___ Текст ___
Последним значительным вкладом Густава III в дело правления и стало сохранение контроля над самим собой и своим окружением после покушения. Это свидетельствует о некоторых самых важных чертах его характера: мужестве, самообладании и искусстве притворства. Поначалу никто не смел думать, что он ранен смертельно, и заговорщиков хватали одного за другим, а они не пытались оказать сопротивление. Настроения, возникшие после покушения, вдруг восстановили дружбу между Густавом и дворянами из его окружения. София Магдалена посетила его на следующее утро, держала его руку и выражала свое негодование. Принцессы и придворные дамы заверяли его в своей преданности, и состоялась сцена великого примирения с оппозиционно настроенной баронессой Клинковстрём. Короля посетили Ферсен с супругой, а также оппозиционер граф Брахе, заливавшийся слезами. Жители Стокгольма, заполнившие внутренний двор дворца, издавали возгласы скорби и отвращения к заговорщикам. Конец жизни Густава был преисполнен примирения.

Сразу после выстрела Густав осведомился об одном французском актере, слывшем якобинцем, но посланный ответил, что у того безоговорочное алиби — он лежал в своей постели. «Тем хуже, — сказал король. — Значит, это сделан швед». Однако к вечеру он укрепился в мнении, что это дело рук якобинцев, кем бы они ни были. На следующий день узнав, что полицмейстер Лильенспарре разоблачил Анкарстрёма как человека, у которого были пистолет и нож, король выразил желание, чтобы больше не называли никаких имен подозреваемых. Из заговорщиков Риббинг и Лильехурн имели наглость присоединиться к свите в королевской гостиной, вероятно, чтобы отвести от себя подозрения. Их довольно скоро схватили. Основные подозреваемые были вполне надежно выявлены, еще пока Густав был жив.
___
→ **Условия задания**:
(1) Назовите все черты характера Густава III, о которых, согласно тексту о покушении на короля, свидетельствует его поведение после покушения.
(2) Определите, согласуются ли с текстом о покушении на Густава III следующие утверждения, и подтвердите каждый ответ точной цитатой из него: (a) София Магдалена навестила короля на следующее утро после покушения; (b) заговорщики сопротивлялись при задержании; (c) Риббинг и Лильехурн присоединились к свите в королевской гостиной.
___ Набор данных ___
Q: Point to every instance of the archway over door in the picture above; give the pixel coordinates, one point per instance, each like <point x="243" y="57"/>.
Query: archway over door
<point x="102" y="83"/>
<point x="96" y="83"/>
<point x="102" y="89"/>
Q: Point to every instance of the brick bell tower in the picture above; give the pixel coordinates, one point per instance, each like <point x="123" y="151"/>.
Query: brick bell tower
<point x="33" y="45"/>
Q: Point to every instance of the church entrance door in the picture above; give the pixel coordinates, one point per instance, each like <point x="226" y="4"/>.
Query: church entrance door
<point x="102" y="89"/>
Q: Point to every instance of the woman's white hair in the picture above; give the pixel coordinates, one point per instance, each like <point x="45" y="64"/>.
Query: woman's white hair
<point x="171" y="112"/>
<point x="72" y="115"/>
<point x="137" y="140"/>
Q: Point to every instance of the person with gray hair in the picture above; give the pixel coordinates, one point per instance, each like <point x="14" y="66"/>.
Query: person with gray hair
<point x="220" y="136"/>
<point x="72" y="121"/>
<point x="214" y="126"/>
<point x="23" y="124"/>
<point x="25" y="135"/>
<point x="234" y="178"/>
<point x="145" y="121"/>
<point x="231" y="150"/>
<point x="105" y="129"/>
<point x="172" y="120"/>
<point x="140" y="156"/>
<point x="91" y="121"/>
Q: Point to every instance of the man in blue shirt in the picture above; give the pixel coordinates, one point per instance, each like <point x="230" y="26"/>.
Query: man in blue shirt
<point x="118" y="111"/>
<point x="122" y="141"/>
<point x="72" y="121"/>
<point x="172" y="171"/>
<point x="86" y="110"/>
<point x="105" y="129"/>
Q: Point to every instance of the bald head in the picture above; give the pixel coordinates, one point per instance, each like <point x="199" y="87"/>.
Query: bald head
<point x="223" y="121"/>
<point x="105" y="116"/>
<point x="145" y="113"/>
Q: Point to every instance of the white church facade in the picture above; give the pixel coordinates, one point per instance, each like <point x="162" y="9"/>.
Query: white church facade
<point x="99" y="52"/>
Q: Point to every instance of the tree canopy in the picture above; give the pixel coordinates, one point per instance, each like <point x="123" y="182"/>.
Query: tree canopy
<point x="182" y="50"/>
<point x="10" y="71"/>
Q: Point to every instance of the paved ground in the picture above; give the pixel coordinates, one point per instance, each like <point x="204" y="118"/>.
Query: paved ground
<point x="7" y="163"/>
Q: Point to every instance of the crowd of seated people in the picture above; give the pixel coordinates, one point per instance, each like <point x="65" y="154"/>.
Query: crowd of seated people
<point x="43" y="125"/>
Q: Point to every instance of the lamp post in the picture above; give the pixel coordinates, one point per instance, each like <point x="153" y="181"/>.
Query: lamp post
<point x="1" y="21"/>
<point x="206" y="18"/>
___
→ **Ответы**:
(1) Мужество, самообладание, искусство притворства.

(2)
(a) Да: «София Магдалена посетила его на следующее утро».
(b) Нет: «а они не пытались оказать сопротивление».
(c) Да: «Риббинг и Лильехурн имели наглость присоединиться к свите в королевской гостиной».